Task details = Return verbatim everything from "Converts a subcortical" down to "-s subject2 .." in the asegstats2table script.

#!/usr/bin/env python
import warnings
warnings.filterwarnings('ignore', '.*negative int.*')
import os, sys, optparse
from sets import Set
import fsutils

# Original Version - Douglas Greve, MGH
# Rewrite - Krish Subramaniam, MGH
# $Id: asegstats2table,v 1.32 2010/03/30 16:30:51 greve Exp $

# map of measures and their appropriate columns in .stats file
seg2statcol_map = {'volume':3, 'mean':5, 'std':6}
# map of delimeter choices and string literals
delimiter2char = {'comma':',', 'tab':'\t', 'space':' ', 'semicolon':';'}

helptext = """
Converts a subcortical stats file created by recon-all and/or
mri_segstats (eg, aseg.stats) into a table in which each line is a
subject and each column is a segmentation ( there is an option to transpose that). 
The values are the volume of the segmentation in mm3 or the mean intensity over the structure.
The first row is a list of the segmentation names. The first column
is the subject name. If the measure is volume, then the estimated
intracranial volume (eTIV) is printed as the 2nd to last column 
(if present in the input), and BrainSegVol is the last column.

The subjects list can be specified in one of four ways:
  1. Specify each subject after -s 
  
          -s subject1 -s subject2 ..
  
  2. specify all subjects after --subjects.

Information given =
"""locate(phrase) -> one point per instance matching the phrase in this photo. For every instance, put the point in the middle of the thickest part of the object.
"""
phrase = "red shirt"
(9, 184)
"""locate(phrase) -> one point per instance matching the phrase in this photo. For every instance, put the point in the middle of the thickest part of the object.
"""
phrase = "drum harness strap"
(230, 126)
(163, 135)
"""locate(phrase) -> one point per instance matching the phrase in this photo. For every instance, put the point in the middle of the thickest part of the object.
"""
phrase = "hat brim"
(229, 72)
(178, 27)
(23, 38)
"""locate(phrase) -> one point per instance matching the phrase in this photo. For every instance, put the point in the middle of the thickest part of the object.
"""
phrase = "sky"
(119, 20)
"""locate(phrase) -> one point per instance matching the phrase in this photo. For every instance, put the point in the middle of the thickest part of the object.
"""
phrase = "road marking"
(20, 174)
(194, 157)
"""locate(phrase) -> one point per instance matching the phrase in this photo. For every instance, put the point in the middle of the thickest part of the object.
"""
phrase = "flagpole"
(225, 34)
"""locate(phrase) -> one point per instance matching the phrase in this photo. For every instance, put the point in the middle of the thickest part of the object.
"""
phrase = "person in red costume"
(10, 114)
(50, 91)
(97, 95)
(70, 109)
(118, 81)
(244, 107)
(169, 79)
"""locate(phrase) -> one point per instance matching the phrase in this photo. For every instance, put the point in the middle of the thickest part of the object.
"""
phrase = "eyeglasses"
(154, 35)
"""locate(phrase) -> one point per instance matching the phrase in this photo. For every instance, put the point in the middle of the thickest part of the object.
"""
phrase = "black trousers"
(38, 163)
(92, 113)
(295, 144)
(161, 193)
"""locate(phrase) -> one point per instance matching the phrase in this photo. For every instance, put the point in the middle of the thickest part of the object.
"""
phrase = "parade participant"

Response to this task =
Converts a subcortical stats file created by recon-all and/or
mri_segstats (eg, aseg.stats) into a table in which each line is a
subject and each column is a segmentation ( there is an option to transpose that). 
The values are the volume of the segmentation in mm3 or the mean intensity over the structure.
The first row is a list of the segmentation names. The first column
is the subject name. If the measure is volume, then the estimated
intracranial volume (eTIV) is printed as the 2nd to last column 
(if present in the input), and BrainSegVol is the last column.

The subjects list can be specified in one of four ways:
  1. Specify each subject after -s 
  
          -s subject1 -s subject2 ..